> Challenge A
In the forum thread below about murky Gulf water, what water temperature was reported at Siesta Key?

Extract start

# Is the water in SW Florida always murky?



## esk444 (Sep 8, 2010)

Hi, I just came back from a week in Bonita Springs at the Hyatt Coconut Plantation.  It was the first time I've ever been in the Florida Gulf Coast.  I visited about 5 beaches (Naples City Beach at 5th Ave and at the Pier, Ft. Myers Beach, Bonita Beach, Big Hickory Island, Sanibel Island-Tarpon Bay Road) and each one of them had brown, murky water, except for the beach in front of the South Seas Plantation resort on Captiva.  The water there was more like green tea and quite pleasant.

The water was the most brown, almost like chocolate milk in the two public beaches we went to on Sanibel Island.  Is it always like that, or just in the summer?  Or did I just hit a bad time to go?


----------



## Judy (Sep 8, 2010)

The water isn't very clear on Ft. Myers Beach because it's too near the river and shore-side of Sanibel and Captiva Islands. But the water in most of the other places you mentioned is usually nice.  Maybe you were seeing effects from the recent tropical disturbances in the Gulf or heavy summer rains.  In summer, the Gulf water can be very warm in Southwest Florida.


----------



## b2bailey (Sep 8, 2010)

*Murky Water on Gulf Side -- definitely not the norm.*

I fell in love with the clear, almost-warm water on Anna Maria Island on New Years Day. Around Naples, we only had clear water most of the time. So, for whatever reason, I'd say the murky water was an anomaly.


----------



## fillde (Sep 11, 2010)

Coincidentally my husband was at Siesta Key yesterday and said the water was murky. I will be there tomorrow and give a  report. Update- Siesta key is a beautiful beach. Always in the top 10. But the water is murky. I beleive it is  seaweed concentration.  The water is very warm. 89 degrees. The gulf will enable a hurricane to really flourish.


----------

Extract end

> Challenge B
Show each line of the rows below that contains the word "light".

Data lines start

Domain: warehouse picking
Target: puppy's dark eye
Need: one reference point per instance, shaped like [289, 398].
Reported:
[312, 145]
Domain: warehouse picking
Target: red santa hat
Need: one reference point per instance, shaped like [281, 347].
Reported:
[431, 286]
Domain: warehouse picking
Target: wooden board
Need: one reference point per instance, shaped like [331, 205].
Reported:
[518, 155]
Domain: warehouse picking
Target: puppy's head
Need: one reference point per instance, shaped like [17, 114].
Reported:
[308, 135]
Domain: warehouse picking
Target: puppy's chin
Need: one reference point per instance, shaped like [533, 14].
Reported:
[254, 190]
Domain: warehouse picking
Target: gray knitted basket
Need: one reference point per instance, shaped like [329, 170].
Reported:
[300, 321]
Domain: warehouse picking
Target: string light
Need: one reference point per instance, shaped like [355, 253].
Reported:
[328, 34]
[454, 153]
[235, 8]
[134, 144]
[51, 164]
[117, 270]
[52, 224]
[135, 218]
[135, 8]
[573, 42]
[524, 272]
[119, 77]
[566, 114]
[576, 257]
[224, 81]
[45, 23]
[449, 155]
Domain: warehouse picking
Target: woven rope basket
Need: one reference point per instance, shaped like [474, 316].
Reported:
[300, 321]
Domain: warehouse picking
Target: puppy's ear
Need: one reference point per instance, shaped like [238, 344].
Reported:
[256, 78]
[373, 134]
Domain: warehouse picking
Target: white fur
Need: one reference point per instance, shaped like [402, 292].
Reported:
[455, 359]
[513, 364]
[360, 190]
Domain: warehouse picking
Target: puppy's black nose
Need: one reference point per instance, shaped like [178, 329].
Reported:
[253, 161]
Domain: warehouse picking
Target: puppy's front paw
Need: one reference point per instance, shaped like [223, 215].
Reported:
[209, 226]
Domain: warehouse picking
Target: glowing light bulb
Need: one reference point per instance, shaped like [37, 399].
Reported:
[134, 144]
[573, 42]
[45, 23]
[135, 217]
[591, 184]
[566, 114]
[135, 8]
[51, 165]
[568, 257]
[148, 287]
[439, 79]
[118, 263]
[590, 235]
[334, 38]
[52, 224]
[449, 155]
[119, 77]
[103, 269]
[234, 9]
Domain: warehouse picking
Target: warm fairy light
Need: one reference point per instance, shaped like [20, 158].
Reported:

Data lines end

> Full output A
89 degrees.

> Full output B
Target: string light
Target: glowing light bulb
Target: warm fairy light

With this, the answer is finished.